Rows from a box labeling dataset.

- - - - - - -

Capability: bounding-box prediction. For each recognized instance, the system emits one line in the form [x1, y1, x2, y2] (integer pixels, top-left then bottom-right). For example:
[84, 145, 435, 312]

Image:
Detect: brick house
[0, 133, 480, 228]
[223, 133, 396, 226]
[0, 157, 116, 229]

- - - - - - -

Requirement. Reproduce the entries above word for word.

Solution for this exercise.
Capability: bounding-box prediction. For each recognized instance, the system emits one line in the form [x1, y1, x2, y2] (integer pixels, top-left then bottom-right). For example:
[84, 145, 435, 312]

Image:
Detect: brick house
[0, 133, 480, 228]
[223, 133, 396, 226]
[0, 157, 116, 229]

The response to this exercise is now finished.